## Work instructions
Please rewrite the lines below as a numbered list, omitting any blank lines and leaving the pictures out of your answer.

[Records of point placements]

** start **

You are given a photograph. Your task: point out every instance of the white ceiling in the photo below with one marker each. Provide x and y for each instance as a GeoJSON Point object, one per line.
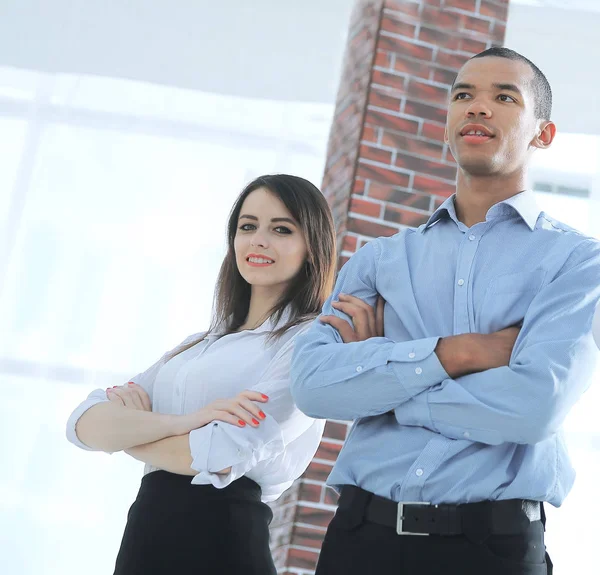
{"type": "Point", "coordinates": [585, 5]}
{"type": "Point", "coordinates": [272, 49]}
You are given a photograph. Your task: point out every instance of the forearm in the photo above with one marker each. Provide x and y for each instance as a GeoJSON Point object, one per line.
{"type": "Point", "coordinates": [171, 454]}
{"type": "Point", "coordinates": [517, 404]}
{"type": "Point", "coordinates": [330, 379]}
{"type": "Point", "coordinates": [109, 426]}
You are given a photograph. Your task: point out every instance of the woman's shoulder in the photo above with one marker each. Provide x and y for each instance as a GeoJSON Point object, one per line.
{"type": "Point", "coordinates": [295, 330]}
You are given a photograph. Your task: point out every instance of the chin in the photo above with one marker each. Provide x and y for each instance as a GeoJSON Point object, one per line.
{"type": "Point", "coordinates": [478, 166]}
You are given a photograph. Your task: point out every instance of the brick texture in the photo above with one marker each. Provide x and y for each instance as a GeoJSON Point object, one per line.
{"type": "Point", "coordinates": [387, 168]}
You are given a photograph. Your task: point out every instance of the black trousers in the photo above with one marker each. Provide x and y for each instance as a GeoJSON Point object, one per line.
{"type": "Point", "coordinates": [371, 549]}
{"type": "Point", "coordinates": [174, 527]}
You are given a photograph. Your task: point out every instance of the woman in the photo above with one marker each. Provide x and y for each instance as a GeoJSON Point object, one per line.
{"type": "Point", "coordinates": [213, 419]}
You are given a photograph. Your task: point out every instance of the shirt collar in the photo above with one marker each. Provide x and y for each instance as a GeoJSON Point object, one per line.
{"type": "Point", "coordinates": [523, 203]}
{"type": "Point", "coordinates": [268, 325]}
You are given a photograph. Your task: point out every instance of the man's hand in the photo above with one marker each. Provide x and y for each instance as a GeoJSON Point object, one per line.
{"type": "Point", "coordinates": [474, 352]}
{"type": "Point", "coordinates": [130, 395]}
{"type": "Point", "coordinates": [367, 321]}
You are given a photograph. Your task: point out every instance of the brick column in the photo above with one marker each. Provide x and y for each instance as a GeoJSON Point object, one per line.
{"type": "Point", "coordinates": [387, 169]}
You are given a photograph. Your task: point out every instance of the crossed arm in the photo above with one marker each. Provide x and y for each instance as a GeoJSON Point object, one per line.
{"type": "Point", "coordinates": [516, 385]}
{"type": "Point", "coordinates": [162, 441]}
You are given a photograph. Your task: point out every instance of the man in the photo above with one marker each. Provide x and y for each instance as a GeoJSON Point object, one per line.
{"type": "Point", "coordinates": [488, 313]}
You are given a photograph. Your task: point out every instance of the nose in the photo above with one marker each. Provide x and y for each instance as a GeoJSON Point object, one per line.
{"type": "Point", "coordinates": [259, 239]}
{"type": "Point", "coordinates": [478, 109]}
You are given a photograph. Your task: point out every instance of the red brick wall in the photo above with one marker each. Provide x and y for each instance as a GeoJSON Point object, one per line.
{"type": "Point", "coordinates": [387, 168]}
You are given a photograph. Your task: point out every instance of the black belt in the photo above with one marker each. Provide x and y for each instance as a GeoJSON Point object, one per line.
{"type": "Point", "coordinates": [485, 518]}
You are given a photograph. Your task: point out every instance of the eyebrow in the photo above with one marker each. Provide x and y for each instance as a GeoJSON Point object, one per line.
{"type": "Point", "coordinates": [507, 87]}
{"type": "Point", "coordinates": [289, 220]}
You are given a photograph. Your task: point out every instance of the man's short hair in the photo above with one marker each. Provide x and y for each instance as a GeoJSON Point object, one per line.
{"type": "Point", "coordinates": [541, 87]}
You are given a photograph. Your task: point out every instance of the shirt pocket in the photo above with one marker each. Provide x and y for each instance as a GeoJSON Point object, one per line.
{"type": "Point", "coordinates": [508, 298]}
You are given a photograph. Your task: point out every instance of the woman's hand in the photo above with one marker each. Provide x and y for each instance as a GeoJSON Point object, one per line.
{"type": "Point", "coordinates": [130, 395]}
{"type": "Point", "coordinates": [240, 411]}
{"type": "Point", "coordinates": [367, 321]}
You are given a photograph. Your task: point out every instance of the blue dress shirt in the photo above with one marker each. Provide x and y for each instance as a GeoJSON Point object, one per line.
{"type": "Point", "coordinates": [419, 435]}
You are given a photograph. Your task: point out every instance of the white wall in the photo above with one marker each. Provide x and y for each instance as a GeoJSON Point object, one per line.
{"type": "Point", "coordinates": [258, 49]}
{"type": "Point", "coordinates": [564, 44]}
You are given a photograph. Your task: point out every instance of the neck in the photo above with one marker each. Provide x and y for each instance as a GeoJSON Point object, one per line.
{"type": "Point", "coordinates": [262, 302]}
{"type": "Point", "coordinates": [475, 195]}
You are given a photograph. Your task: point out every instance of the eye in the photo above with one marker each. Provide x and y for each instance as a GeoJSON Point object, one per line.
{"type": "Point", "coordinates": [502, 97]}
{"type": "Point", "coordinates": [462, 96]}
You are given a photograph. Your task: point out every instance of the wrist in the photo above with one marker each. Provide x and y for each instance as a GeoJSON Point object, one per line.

** end **

## Final result
1. You are given a photograph. Your task: point out every instance of the white ceiling in the photo below with one marker each. Provide x and y for each instance as a GeoJSON Point object, one per line.
2. {"type": "Point", "coordinates": [585, 5]}
3. {"type": "Point", "coordinates": [272, 49]}
4. You are given a photograph. Your task: point out every instance of the forearm in the photo above with one marker each. Provide x and y for each instance as a GeoJSON Point object, one per line.
5. {"type": "Point", "coordinates": [171, 454]}
6. {"type": "Point", "coordinates": [517, 404]}
7. {"type": "Point", "coordinates": [330, 379]}
8. {"type": "Point", "coordinates": [109, 426]}
9. You are given a photograph. Your task: point out every instance of the woman's shoulder in the photo above with one marker each. Provide x and y for each instance as a GeoJSON Point object, one per line.
10. {"type": "Point", "coordinates": [295, 330]}
11. You are given a photograph. Your task: point out every instance of the chin in the photo above with one marker each. Provide x and y for each instance as a GeoJSON Point object, one per line.
12. {"type": "Point", "coordinates": [478, 166]}
13. You are given a photograph. Your task: point out every instance of the brick texture in the photo above with one marker each. Provide x and y for each instance as a GeoJSON Point object, one per line.
14. {"type": "Point", "coordinates": [387, 168]}
15. You are given a photograph. Your task: point out every instance of the black trousers in the photo above with one marker each. Provide x and y for each instance as a GeoJSON Point object, one per line.
16. {"type": "Point", "coordinates": [371, 549]}
17. {"type": "Point", "coordinates": [174, 527]}
18. You are given a photograph. Your task: point out every instance of the woman in the photo above with one marker each. Provide x and y for each instance as a GeoJSON Point object, one per line.
19. {"type": "Point", "coordinates": [213, 419]}
20. You are given a photograph. Your task: point out every instance of the shirt collar in the photo above with one marker each. Provide x and y for each instance as a GeoJSON Point object, one per line.
21. {"type": "Point", "coordinates": [523, 203]}
22. {"type": "Point", "coordinates": [268, 325]}
23. You are given a photograph. Your task: point out every instance of the man's hand in the photo above with one marker each. Provide x and y for each instance as a GeoJSON Point object, one per line.
24. {"type": "Point", "coordinates": [474, 352]}
25. {"type": "Point", "coordinates": [130, 395]}
26. {"type": "Point", "coordinates": [367, 321]}
27. You are given a photograph. Your task: point out every instance of the brick column in the photo above with one marker each. Provide x and y for each instance as a GeoJSON Point object, one per line.
28. {"type": "Point", "coordinates": [387, 169]}
29. You are given a photograph. Your task: point out every instance of the crossed arm in the photo above with one marker each. Provide x and y for each instance as a GeoJSON Point object, one per line.
30. {"type": "Point", "coordinates": [516, 385]}
31. {"type": "Point", "coordinates": [162, 441]}
32. You are given a photograph. Your task: point out every instance of the man in the photo above with one marker each. Provide x and y for each instance as a GeoJSON Point object, one per line.
33. {"type": "Point", "coordinates": [488, 313]}
34. You are given a photograph. Your task: point out every instance of the nose in the photo above with one marker each. Provide x and y for each instance as a GeoJSON Point object, one per line.
35. {"type": "Point", "coordinates": [259, 239]}
36. {"type": "Point", "coordinates": [478, 109]}
37. You are given a photograph. Your task: point out every instance of the red brick wall in the photo above with one marker each. Provide x and y for each instance as a GeoJSON Point object, one per line.
38. {"type": "Point", "coordinates": [387, 168]}
39. You are given a photograph. Your task: point out every instance of the black belt in the photo above with one marker each. Provide x and y for each instance as a GeoJSON Point object, one per line.
40. {"type": "Point", "coordinates": [485, 518]}
41. You are given a photograph. Your task: point out every instance of the eyebrow in the photo above with one marker each. Provide x and y for each instance as a GeoJSON Point object, one per line.
42. {"type": "Point", "coordinates": [507, 87]}
43. {"type": "Point", "coordinates": [289, 220]}
44. You are given a photograph. Your task: point out every instance of the man's short hair in the photo above with one marker each. Provide x and y for each instance as a GeoJSON Point object, one per line.
45. {"type": "Point", "coordinates": [541, 87]}
46. You are given a photograph. Your task: point out every instance of the shirt pocket in the photo above with one marker each. Provide x and y for each instance as a GeoJSON Point object, one per line.
47. {"type": "Point", "coordinates": [508, 298]}
48. You are given a photograph. Your task: point out every instance of the woman's hand in the photo above with one marker each. Provide x and y for each instance as a GeoJSON Point object, one per line.
49. {"type": "Point", "coordinates": [130, 395]}
50. {"type": "Point", "coordinates": [240, 411]}
51. {"type": "Point", "coordinates": [367, 321]}
52. You are given a photograph. Your task: point out every instance of the blue dress shirt in the photo above with one marker each. Provide x and y for each instance as a GeoJSON Point object, one per line.
53. {"type": "Point", "coordinates": [419, 435]}
54. You are given a photograph. Your task: point out every instance of the white wall in the photo above with one marker each. Provide x and y for each instance as a GeoJSON Point object, one per line.
55. {"type": "Point", "coordinates": [258, 49]}
56. {"type": "Point", "coordinates": [564, 44]}
57. You are given a photograph. Your task: point out every instance of the neck in the photo above with one marker each. Provide x and y for each instance as a GeoJSON Point object, one per line.
58. {"type": "Point", "coordinates": [262, 302]}
59. {"type": "Point", "coordinates": [475, 195]}
60. You are given a photograph. Your task: point out every instance of the eye in the photo above with one marker each. Provide x and y for each instance as a GeoJSON Point object, one per line.
61. {"type": "Point", "coordinates": [502, 97]}
62. {"type": "Point", "coordinates": [462, 96]}
63. You are given a photograph. Your task: point out every instance of the wrist in the photo above with one marker each. Provide x and y for each instance as a GeoJSON Point object, one per line.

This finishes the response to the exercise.